[Supplied records]

=-=-=

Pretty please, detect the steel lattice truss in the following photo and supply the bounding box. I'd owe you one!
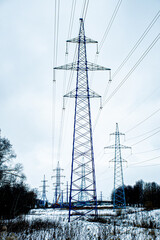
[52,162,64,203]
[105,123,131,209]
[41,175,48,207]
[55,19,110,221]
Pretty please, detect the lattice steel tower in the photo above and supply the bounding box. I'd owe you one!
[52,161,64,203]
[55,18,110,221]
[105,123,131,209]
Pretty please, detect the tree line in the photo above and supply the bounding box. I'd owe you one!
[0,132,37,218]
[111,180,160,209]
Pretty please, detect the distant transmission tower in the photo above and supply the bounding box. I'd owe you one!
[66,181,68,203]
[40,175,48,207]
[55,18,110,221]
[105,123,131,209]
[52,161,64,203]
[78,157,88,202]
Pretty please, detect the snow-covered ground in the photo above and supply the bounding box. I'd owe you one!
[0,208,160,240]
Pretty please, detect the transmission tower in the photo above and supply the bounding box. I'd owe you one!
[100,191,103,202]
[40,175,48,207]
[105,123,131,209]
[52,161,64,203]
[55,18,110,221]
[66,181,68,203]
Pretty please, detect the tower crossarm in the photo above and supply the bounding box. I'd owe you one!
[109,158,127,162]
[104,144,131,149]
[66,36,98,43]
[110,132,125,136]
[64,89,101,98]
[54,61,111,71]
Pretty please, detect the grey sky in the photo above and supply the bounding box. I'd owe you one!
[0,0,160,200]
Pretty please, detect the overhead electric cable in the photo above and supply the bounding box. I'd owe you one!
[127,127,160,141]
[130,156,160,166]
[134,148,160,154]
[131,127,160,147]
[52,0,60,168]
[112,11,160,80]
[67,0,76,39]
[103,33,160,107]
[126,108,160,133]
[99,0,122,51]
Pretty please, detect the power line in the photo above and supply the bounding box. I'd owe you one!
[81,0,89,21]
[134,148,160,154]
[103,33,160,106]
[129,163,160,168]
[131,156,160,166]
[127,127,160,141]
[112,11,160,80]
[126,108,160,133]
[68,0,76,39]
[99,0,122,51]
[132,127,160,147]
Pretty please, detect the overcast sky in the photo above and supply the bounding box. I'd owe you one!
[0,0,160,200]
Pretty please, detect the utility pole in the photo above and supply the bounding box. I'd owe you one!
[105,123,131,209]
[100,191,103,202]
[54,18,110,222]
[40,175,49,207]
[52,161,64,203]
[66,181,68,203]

=-=-=

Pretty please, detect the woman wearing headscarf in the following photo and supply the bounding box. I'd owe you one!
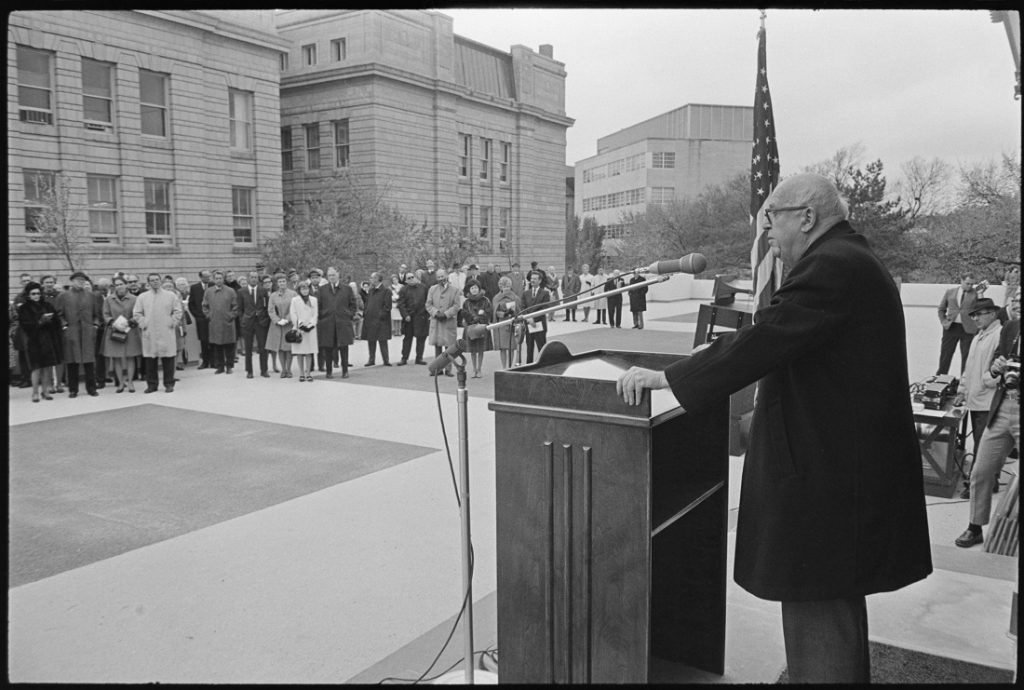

=-=-=

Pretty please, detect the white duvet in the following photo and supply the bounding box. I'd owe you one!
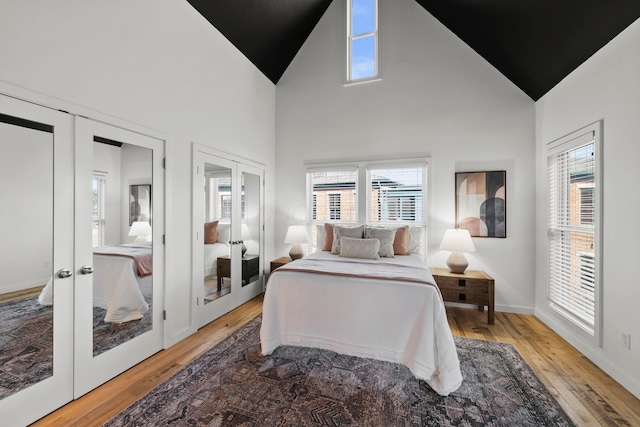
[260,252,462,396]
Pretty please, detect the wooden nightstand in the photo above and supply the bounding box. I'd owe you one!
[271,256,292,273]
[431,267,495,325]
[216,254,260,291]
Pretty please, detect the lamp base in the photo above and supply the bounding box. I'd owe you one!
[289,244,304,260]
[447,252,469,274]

=-=-=

[What the exercise asks] Can you print verbatim the lines starting at the one containing "Pretty please, detect the wooden" and ending at the one containing "[447,252,469,274]"?

[Answer to this task]
Pretty please, detect the wooden nightstand in the photo above and supply the bounding box. I'd owe you one!
[271,256,292,273]
[431,267,495,325]
[216,254,260,291]
Pretty please, detect the lamp base in the photo above and supply the bounding box. I'd owe you one!
[289,244,304,260]
[447,252,469,274]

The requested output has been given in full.